## Passage given
13
No servant can serve two masters: for either he will hate the one, and love the other; or else he will hold to the one, and despise the other. Ye cannot serve God and mammon.
14
And the Pharisees also, who were covetous, heard all these things: and they derided him.
15
And he said unto them, Ye are they which justify yourselves before men; but God knoweth your hearts: for that which is highly esteemed among men is abomination in the sight of God.
16
The law and the prophets were until John: since that time the kingdom of God is preached, and every man presseth into it.
17
And it is easier for heaven and earth to pass, than one tittle of the law to fail.
I’m going to attempt to speak tonight on a subject I have never spoken on before. When you have something that is totally brand new to you, it can be a challenge to you. It can be exciting or it can be a challenge in a different way. I will be in Chapter 16 tonight. Right away you will recognize the story of the rich man and Lazarus, but there is a good bit that goes on before the rich man and Lazarus. The chapter has to deal mainly with what the Lord calls “The Mammon of Unrighteousness.” Did you ever look at that closely to understand exactly what is the mammon of unrighteousness? I want to talk to you about “The Mammon of Unrighteousness.”
In this chapter 16 Jesus talks a good deal about the mammon of unrighteous. He is referring literally to money and possessions. The question really comes in what He is describing here as to whether or not mammon or riches and possessions really possess us and we become enslaved to them, or whether we possess them and they become our servants for us to honor God and to do His will with.
What we will see in this chapter are three examples of people who have become enslaved to riches. They are bound by them. They live according to this mammon. They are literally enslaved and they serve mammon. I want us to look at these three tonight. One of them is called an unjust steward. Another example is the Pharisees that I mentioned. And then the third one is the story of the rich man that we’ve heard so much about. I want to look at all three of these because they are tremendous examples of people who have become enslaved to the mammon of unrighteousness. We see the outcome of their lives. We see the judgment that comes upon them because they turn from God, the Creator and the Giver of all things and they worship and serve the things of this world. They are looking at only this world and not the world to come. Christ is coming back to this earth to rule and reign. And all of us gathered here tonight have the hope of leaving everything in this world one day. Leaving everything and going to be with our Lord in heaven forever and ever.

## Challenge 1
From the passage on mammon, extract the words between "In this chapter 16" and "His will with.", inclusive.

## Record set
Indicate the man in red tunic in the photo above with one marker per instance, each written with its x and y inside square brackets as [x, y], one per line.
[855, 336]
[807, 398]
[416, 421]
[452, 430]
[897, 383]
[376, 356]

## Challenge 2
Rewrite all of the records with "red tunic" changed to "green tunic", leaving everything else as it is.

## Result 1
In this chapter 16 Jesus talks a good deal about the mammon of unrighteous. He is referring literally to money and possessions. The question really comes in what He is describing here as to whether or not mammon or riches and possessions really possess us and we become enslaved to them, or whether we possess them and they become our servants for us to honor God and to do His will with.

## Result 2
Indicate the man in green tunic in the photo above with one marker per instance, each written with its x and y inside square brackets as [x, y], one per line.
[855, 336]
[807, 398]
[416, 421]
[452, 430]
[897, 383]
[376, 356]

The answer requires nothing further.